DIRECTION>
Could you return all of the records below word for word, with nothing changed?
#### AVAILABLE DATA
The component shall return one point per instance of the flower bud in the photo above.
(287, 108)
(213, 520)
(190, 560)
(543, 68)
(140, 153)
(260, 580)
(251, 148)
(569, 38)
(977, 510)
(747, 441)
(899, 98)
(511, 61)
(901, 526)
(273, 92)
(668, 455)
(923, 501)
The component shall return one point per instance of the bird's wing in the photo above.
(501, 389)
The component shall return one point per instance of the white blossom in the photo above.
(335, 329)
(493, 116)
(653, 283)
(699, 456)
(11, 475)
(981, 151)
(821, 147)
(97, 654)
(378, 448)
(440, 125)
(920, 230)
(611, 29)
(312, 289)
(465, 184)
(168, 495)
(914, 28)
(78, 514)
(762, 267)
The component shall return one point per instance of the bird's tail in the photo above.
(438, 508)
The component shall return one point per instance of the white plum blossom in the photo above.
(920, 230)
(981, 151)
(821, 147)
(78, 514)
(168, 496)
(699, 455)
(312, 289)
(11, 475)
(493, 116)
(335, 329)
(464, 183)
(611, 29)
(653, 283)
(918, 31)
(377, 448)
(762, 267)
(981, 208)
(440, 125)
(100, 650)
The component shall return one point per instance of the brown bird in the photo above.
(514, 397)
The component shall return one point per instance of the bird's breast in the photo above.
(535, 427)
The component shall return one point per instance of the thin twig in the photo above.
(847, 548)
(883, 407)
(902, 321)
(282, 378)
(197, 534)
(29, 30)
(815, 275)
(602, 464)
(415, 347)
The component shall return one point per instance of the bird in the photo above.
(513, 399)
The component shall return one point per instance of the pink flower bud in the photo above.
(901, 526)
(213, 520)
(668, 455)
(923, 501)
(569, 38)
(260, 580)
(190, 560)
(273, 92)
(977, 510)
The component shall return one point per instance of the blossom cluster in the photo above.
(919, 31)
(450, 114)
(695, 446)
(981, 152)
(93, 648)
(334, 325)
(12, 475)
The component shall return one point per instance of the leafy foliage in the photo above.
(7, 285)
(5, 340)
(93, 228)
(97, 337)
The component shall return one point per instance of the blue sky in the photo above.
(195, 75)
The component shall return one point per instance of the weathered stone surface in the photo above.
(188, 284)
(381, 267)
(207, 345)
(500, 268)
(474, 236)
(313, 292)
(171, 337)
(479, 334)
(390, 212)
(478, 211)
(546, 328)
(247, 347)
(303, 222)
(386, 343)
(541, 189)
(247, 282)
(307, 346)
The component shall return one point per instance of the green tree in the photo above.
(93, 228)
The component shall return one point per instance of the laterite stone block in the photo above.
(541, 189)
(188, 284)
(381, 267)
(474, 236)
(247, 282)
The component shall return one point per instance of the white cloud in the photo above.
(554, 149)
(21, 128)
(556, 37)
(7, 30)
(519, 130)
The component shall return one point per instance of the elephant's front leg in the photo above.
########
REPLY TO THE EXERCISE>
The component shall return one point per instance of the flower bud in the photo above.
(287, 108)
(213, 520)
(190, 560)
(543, 68)
(140, 153)
(260, 580)
(251, 148)
(569, 38)
(977, 510)
(747, 441)
(899, 98)
(511, 61)
(901, 526)
(273, 92)
(668, 455)
(923, 501)
The component shall return one point per instance of the bird's wing in the photo above.
(501, 389)
The component shall return one point per instance of the white blossom in the photo above.
(335, 329)
(493, 116)
(653, 283)
(699, 456)
(11, 475)
(981, 151)
(821, 147)
(97, 654)
(378, 448)
(440, 125)
(920, 230)
(611, 29)
(312, 289)
(465, 184)
(168, 495)
(914, 28)
(78, 514)
(762, 267)
The component shall return one point per instance of the bird's tail in the photo above.
(438, 508)
The component shall return one point per instance of the white plum blossom in the photo above.
(920, 230)
(981, 151)
(821, 147)
(78, 514)
(168, 496)
(699, 455)
(312, 289)
(11, 475)
(493, 116)
(335, 329)
(464, 183)
(611, 29)
(653, 283)
(918, 31)
(377, 448)
(762, 267)
(981, 208)
(440, 125)
(100, 650)
The component shall return one point per instance of the brown bird in the photo above.
(514, 397)
The component shall return one point per instance of the bird's breast in the photo above.
(535, 427)
The component shall return one point per instance of the thin twig in the photo above.
(847, 548)
(883, 407)
(902, 321)
(282, 378)
(197, 534)
(29, 30)
(815, 275)
(602, 464)
(415, 347)
The component shall return one point per instance of the bird in the photo above.
(513, 399)
The component shall return one point per instance of the pink flower bud in the photo above.
(901, 526)
(213, 520)
(668, 455)
(923, 501)
(569, 38)
(260, 580)
(190, 560)
(273, 92)
(977, 510)
The component shall return one point per instance of the blossom cluster in the photo above.
(919, 31)
(450, 114)
(695, 446)
(981, 152)
(93, 648)
(334, 325)
(12, 475)
The component shall return one point per instance of the leafy foliage in the photo above.
(7, 285)
(5, 340)
(93, 228)
(97, 337)
The component shall return one point per instance of the blue sky in the photo above.
(195, 75)
The component shall return one point per instance of the weathered stone surface in the photo above.
(188, 284)
(381, 267)
(207, 345)
(500, 268)
(474, 236)
(313, 292)
(171, 337)
(479, 334)
(390, 212)
(478, 211)
(546, 328)
(247, 347)
(303, 222)
(386, 343)
(541, 189)
(247, 282)
(307, 346)
The component shall return one point per instance of the green tree in the photo above.
(93, 228)
The component shall return one point per instance of the laterite stone block in the photo above.
(541, 189)
(188, 284)
(381, 267)
(474, 236)
(247, 282)
The component shall return one point per instance of the white cloud in the photo above.
(554, 149)
(21, 128)
(556, 37)
(7, 30)
(519, 130)
The component shall return one point per instance of the elephant's front leg in the photo above.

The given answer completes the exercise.